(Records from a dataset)
<<<<
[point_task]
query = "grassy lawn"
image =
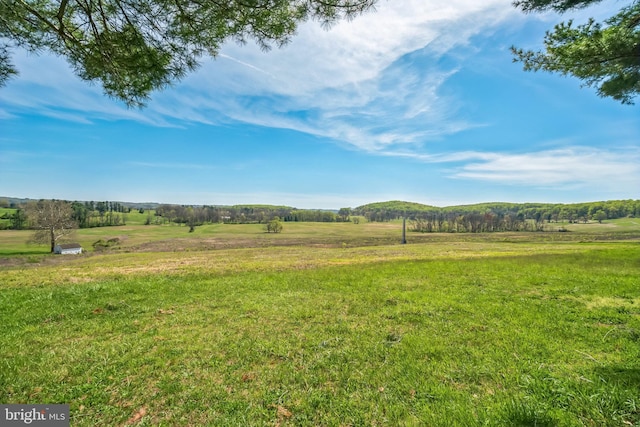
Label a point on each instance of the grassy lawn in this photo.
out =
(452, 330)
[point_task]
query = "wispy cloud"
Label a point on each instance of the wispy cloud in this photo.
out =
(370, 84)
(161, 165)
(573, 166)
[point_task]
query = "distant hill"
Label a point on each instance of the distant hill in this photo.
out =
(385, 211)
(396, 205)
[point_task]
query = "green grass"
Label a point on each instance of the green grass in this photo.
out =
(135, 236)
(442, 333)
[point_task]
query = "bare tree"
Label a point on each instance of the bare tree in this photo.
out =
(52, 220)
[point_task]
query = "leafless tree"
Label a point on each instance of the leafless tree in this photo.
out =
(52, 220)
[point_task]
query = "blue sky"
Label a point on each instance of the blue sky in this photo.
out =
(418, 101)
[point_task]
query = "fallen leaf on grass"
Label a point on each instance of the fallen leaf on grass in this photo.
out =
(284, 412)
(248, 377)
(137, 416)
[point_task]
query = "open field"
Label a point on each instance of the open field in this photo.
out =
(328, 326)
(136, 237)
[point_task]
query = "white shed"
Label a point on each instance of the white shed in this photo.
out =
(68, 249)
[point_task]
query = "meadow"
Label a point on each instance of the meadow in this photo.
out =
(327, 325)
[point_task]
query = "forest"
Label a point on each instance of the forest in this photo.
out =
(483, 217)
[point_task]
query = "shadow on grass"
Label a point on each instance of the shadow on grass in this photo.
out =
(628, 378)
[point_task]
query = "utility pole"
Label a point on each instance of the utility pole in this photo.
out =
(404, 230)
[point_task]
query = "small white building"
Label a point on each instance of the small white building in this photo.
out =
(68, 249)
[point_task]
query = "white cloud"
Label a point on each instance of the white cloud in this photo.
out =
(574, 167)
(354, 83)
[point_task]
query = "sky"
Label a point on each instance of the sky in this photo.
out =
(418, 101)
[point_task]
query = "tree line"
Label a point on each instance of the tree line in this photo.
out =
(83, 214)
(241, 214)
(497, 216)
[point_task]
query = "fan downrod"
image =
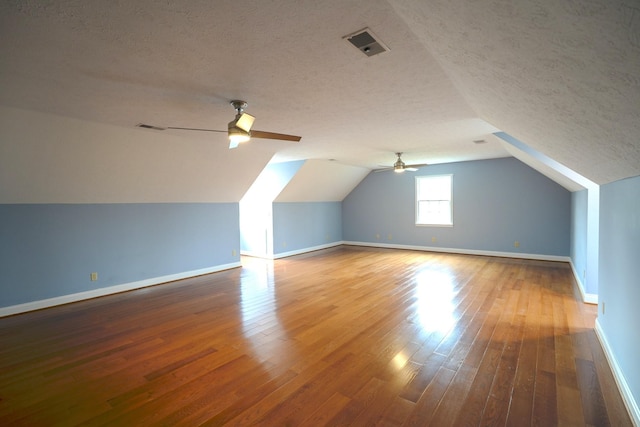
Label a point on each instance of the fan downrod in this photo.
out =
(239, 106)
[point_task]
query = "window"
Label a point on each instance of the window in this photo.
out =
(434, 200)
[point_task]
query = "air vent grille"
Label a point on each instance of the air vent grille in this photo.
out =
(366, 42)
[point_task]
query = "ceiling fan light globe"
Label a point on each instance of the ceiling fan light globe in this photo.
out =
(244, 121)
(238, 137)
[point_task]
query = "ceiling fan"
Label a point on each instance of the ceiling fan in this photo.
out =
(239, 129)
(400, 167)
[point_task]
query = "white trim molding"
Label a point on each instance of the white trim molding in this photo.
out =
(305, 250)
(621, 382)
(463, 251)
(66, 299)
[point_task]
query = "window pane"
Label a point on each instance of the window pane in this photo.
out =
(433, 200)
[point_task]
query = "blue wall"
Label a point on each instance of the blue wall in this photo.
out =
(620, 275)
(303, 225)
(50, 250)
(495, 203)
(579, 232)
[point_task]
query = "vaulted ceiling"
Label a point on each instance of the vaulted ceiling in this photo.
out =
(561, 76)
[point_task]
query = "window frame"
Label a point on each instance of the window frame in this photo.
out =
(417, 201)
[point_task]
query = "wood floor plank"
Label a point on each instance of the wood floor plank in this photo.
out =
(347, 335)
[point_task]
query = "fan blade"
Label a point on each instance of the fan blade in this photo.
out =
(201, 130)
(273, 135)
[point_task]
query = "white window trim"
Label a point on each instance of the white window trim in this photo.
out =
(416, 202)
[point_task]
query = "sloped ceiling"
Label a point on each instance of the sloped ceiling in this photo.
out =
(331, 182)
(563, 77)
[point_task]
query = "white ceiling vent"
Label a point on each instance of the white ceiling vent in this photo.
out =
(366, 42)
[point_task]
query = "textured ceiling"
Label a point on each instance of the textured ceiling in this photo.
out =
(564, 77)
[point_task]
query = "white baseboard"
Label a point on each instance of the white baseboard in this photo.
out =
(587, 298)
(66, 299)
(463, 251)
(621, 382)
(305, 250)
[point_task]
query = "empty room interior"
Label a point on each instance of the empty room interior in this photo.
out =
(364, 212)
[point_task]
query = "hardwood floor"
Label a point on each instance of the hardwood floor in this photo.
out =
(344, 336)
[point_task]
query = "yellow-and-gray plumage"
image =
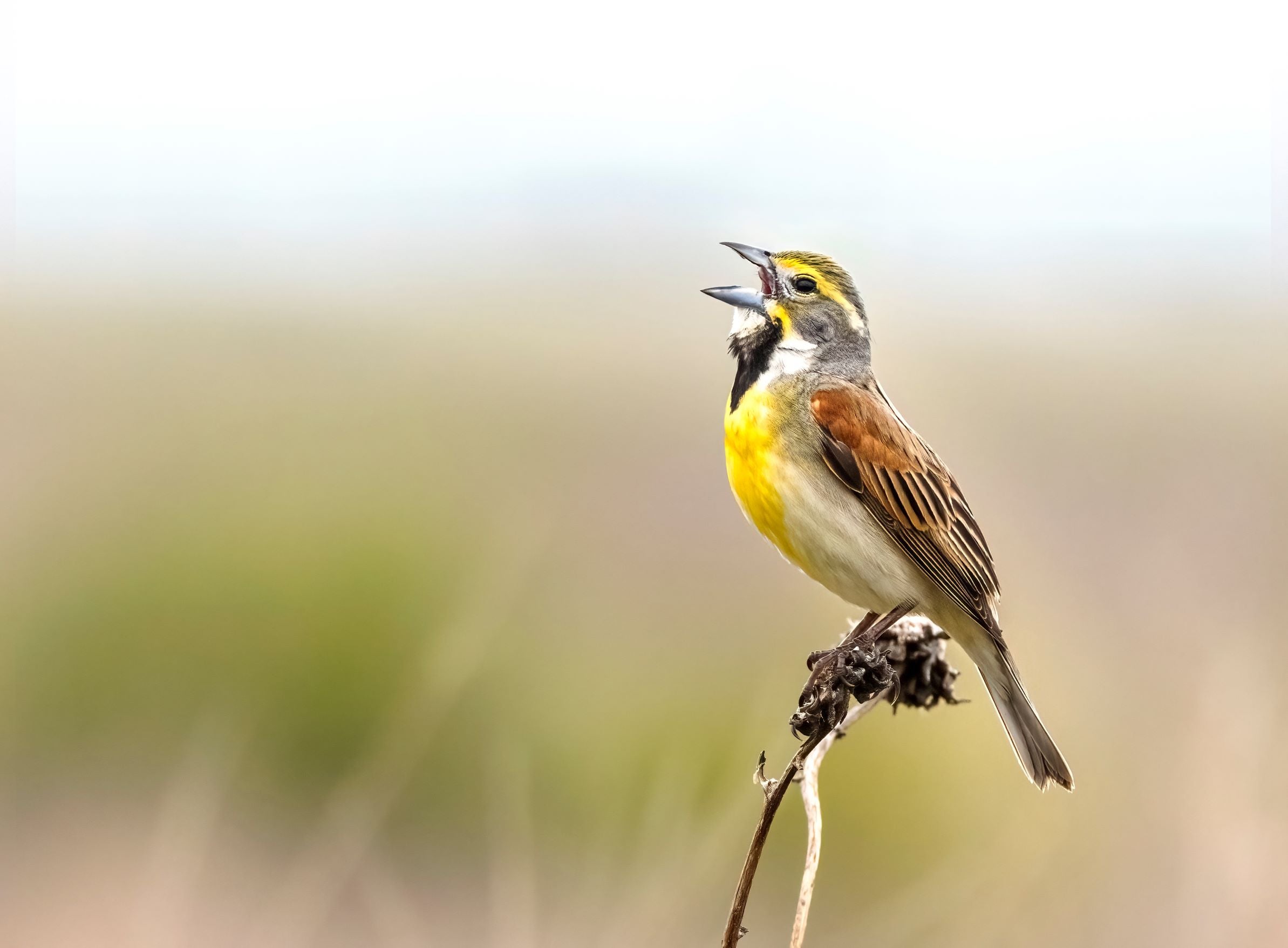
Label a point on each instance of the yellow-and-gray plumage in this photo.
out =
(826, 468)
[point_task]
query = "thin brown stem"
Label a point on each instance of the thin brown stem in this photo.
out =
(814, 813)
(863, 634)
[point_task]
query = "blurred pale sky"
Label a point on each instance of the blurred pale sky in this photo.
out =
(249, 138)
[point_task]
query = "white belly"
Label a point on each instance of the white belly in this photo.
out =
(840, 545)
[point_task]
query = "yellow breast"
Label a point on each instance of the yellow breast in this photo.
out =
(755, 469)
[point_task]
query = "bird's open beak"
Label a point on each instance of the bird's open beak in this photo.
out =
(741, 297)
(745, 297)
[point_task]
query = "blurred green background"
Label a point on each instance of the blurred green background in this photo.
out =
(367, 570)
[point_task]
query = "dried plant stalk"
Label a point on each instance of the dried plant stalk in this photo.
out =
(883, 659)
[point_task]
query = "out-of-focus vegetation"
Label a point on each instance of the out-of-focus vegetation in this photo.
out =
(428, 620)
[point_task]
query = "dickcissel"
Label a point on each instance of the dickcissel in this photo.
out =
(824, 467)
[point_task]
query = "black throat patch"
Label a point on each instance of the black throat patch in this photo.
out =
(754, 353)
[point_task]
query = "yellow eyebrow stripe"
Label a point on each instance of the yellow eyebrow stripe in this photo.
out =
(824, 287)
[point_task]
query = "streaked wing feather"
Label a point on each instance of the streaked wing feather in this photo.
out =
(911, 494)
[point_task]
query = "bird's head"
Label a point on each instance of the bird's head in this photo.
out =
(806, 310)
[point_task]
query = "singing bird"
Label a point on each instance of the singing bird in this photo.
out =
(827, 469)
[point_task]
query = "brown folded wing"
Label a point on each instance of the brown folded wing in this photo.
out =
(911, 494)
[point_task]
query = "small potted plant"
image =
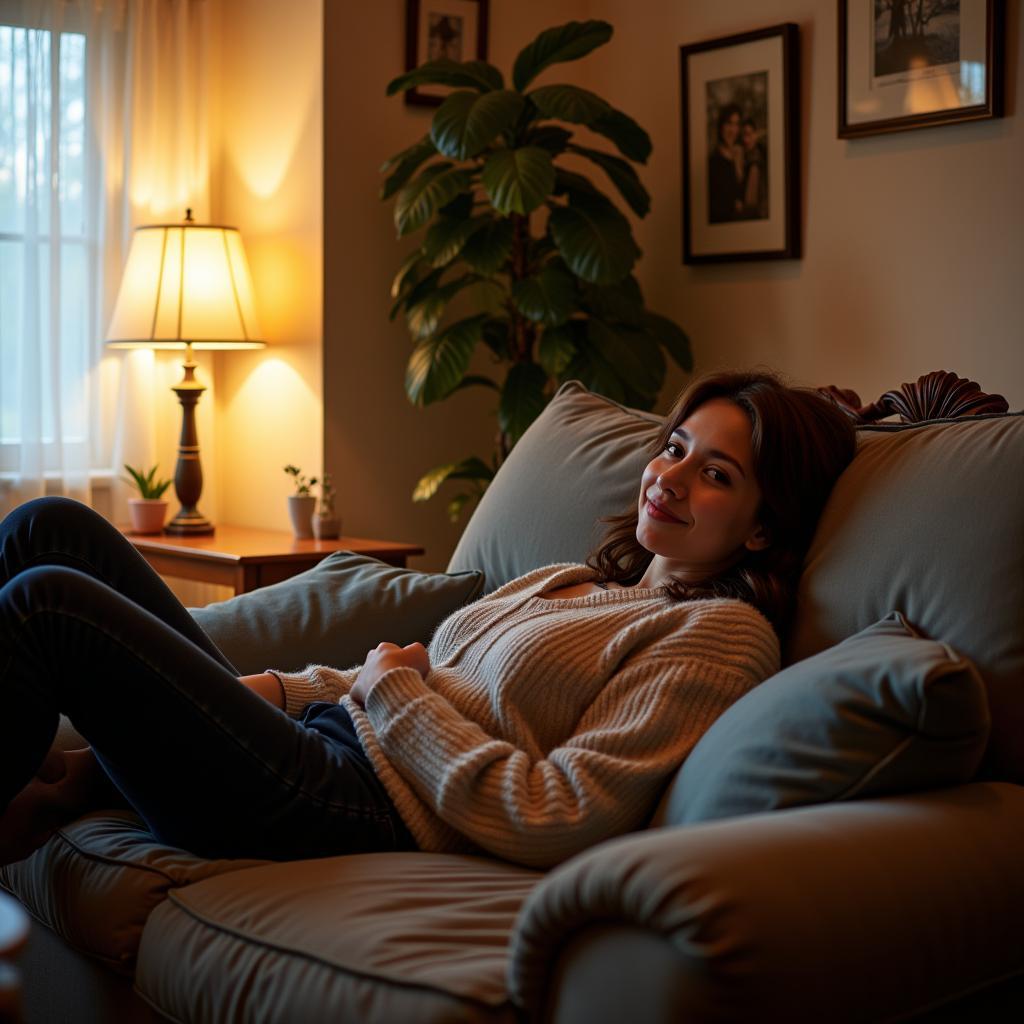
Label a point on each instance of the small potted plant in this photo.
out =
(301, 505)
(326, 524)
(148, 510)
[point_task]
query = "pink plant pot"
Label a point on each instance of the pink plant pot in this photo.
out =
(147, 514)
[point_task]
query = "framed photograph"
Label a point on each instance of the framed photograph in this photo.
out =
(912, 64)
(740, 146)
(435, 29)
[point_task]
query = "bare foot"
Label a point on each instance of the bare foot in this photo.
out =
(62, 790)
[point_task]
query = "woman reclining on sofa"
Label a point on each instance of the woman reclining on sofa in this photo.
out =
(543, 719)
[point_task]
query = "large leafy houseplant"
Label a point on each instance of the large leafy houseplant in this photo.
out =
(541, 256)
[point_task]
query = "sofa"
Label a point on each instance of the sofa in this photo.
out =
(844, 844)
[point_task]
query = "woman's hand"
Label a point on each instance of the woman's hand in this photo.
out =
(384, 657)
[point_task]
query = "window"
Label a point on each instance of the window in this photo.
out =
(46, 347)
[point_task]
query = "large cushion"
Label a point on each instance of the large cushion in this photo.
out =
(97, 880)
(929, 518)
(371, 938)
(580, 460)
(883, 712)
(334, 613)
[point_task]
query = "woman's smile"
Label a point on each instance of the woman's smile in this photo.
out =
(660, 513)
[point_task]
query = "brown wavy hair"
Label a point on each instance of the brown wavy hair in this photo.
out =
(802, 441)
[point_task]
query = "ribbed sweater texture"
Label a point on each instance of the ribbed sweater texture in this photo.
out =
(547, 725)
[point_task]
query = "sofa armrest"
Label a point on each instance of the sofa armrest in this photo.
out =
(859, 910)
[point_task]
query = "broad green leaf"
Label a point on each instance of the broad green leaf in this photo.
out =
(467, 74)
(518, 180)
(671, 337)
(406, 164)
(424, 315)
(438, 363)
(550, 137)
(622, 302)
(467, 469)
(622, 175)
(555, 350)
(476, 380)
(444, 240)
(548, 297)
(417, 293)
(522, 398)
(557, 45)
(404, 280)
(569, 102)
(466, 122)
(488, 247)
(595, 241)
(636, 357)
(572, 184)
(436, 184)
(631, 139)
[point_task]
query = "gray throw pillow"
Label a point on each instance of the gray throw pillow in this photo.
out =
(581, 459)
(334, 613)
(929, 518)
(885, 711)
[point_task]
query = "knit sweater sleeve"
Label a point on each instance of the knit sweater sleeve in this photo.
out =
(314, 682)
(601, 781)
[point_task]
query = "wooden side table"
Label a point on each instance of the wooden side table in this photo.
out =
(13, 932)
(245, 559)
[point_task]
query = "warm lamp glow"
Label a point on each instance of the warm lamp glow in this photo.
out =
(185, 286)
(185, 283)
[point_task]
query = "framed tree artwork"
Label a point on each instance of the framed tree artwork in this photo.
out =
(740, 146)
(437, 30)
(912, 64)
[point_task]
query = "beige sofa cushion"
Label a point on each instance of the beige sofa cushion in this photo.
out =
>>>>
## Exercise description
Find every line in the material above that contains the string "sweater" and copy each one out. Matching is case-sensitive.

## Worked answer
query = "ribbed sweater texture"
Label a point on each instance of the ribbed sweater texture in this photo.
query = "knit sweater sleeve"
Label a point on each instance of the knit sweater sleeve in this photo.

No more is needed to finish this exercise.